Rewrite everything from the line containing "Point to the white fur" down through the end of the records, replacing "coat" with "jacket" and leaving all else unchanged.
((
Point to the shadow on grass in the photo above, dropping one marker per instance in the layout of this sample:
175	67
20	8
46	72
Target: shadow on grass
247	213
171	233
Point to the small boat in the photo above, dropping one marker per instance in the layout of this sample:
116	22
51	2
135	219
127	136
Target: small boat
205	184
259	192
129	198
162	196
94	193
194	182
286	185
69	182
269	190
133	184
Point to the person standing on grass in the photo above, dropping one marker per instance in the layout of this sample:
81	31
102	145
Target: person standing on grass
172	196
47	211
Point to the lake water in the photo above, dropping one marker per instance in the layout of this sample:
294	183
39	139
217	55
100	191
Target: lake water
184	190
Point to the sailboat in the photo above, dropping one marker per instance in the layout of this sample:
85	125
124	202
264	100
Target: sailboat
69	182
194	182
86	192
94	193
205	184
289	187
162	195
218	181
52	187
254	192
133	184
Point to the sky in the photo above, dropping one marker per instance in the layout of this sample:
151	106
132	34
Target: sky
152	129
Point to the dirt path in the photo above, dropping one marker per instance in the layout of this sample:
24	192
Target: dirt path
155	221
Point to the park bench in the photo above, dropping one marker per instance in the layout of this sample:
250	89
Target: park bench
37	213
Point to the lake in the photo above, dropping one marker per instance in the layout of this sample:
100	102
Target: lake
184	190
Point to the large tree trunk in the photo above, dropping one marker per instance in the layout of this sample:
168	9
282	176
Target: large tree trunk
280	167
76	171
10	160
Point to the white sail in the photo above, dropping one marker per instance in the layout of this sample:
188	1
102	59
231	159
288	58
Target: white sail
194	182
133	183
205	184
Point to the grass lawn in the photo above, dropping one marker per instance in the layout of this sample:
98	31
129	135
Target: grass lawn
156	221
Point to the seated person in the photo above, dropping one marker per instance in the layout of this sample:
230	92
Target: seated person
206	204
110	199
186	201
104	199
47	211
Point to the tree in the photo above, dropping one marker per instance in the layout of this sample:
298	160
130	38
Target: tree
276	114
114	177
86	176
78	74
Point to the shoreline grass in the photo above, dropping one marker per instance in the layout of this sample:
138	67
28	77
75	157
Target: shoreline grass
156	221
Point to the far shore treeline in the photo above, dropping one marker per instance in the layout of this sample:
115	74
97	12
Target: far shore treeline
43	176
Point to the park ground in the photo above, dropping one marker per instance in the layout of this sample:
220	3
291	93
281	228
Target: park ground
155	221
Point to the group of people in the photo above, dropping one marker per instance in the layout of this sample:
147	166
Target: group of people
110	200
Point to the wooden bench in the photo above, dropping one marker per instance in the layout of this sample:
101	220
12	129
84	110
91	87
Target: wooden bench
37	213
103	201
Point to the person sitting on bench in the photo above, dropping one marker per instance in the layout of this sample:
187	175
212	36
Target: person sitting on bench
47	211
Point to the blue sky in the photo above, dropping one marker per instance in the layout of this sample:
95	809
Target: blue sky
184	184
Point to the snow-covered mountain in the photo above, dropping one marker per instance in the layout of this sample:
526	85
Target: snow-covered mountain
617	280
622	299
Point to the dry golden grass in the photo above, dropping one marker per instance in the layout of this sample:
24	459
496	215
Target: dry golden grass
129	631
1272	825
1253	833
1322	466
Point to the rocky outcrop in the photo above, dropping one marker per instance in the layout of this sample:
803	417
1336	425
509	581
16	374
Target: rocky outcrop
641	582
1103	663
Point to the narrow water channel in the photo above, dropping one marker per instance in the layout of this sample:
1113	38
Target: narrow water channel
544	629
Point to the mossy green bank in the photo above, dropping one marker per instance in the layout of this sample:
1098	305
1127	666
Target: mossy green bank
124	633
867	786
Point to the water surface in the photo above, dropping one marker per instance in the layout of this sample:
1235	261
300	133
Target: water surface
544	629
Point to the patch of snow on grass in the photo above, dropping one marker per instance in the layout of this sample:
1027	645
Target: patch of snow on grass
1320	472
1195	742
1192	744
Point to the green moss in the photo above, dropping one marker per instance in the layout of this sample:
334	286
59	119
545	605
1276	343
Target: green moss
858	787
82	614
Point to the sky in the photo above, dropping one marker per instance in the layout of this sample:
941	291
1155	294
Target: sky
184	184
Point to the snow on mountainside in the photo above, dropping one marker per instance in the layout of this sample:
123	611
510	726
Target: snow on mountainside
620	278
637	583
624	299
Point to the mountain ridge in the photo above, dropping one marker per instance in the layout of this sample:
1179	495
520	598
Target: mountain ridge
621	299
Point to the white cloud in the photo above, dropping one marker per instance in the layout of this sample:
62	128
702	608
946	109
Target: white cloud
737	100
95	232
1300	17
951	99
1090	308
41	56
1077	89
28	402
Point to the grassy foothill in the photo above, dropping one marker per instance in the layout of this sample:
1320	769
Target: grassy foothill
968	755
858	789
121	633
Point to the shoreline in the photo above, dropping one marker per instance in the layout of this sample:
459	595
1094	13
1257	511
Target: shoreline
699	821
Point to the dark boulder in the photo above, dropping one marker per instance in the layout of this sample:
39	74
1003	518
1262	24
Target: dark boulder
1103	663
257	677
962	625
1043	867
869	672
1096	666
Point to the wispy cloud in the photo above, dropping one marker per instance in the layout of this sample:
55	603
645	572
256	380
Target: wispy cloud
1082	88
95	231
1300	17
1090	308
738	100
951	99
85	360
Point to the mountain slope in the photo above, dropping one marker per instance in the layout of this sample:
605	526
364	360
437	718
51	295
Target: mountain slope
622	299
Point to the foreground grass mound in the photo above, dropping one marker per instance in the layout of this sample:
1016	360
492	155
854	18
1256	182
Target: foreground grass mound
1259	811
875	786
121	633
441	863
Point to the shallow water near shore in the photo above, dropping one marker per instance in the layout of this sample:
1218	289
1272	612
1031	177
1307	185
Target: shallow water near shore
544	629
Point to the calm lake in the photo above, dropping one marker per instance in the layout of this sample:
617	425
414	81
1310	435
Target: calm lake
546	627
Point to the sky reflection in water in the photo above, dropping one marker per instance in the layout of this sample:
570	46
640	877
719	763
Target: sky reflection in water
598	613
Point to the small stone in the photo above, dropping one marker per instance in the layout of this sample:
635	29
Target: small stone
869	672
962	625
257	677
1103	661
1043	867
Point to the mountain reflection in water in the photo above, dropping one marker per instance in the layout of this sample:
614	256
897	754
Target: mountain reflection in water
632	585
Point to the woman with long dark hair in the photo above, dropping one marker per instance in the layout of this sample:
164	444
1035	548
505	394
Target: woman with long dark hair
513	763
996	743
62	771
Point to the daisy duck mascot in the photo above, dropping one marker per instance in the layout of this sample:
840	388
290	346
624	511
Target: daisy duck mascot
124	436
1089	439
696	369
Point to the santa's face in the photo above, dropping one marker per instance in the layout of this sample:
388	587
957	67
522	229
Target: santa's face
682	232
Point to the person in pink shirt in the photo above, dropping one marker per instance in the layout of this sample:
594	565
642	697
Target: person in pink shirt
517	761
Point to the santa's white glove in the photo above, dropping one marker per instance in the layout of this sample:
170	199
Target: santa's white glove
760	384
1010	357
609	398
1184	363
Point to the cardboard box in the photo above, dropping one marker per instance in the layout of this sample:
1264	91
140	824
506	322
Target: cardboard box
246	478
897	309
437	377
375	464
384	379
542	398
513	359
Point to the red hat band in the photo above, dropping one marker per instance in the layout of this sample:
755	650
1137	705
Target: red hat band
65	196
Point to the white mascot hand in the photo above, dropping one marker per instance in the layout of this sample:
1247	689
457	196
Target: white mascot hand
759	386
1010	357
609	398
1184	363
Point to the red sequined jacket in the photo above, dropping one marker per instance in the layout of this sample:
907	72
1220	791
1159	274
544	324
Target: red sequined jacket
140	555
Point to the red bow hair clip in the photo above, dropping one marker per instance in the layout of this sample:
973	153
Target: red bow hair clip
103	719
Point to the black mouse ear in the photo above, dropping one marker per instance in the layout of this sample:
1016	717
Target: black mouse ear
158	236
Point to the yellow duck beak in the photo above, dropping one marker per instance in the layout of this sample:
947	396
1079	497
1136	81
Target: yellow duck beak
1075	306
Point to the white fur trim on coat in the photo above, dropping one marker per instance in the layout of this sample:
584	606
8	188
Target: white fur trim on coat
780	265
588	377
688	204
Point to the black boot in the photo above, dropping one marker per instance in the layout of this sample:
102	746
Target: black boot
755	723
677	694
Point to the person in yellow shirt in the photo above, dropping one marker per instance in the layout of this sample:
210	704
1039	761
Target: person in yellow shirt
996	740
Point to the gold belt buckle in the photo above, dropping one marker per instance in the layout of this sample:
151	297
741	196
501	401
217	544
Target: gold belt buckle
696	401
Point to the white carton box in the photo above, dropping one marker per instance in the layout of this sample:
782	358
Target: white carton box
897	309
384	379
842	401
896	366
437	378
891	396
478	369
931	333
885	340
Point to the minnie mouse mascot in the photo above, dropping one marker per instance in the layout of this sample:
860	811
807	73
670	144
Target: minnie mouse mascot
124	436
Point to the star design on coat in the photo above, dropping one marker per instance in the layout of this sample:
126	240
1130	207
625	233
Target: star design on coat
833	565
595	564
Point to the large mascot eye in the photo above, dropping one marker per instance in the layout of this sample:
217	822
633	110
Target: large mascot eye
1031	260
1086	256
))
• _Result of this exercise_
Point to the white fur trim on jacket in the photo above, dropping one marker per instance in the layout of this sample:
584	606
8	188
Target: white fur trim on jacket
780	265
588	377
688	204
Point to the black boot in the photo above, dropping one marker per instance in the layout of this sample:
102	746
Target: black boot
755	723
677	694
Point to the person in yellow shirt in the photo above, dropping one marker per instance in the layout of this sample:
210	704
1039	761
Target: person in yellow shirt
996	740
Point to the gold belt buckle in the photo above, dropping one marker per instance in the layout of this sample:
151	297
741	196
501	401
217	544
Target: gold belt buckle
696	401
Point to the white carton box in the photo above, dropping one marker per instance in the layout of this sample:
782	358
Target: white carton box
897	309
384	379
842	401
896	366
437	378
891	396
478	369
931	333
885	340
Point to the minnie mouse mascot in the photo above, dropping one marker per instance in the layout of this sample:
860	811
807	73
670	144
Target: minnie mouse mascot
124	436
Point to the star design on jacket in the photo above, dropping one marker per instance in the layout of this sample:
126	240
1130	207
625	233
Target: star design on jacket
833	565
595	564
Point to the large mascot eye in the photo above, dropping one marker per instance in the layout of this sample:
217	822
633	110
Target: large mascot eye
1031	260
1086	256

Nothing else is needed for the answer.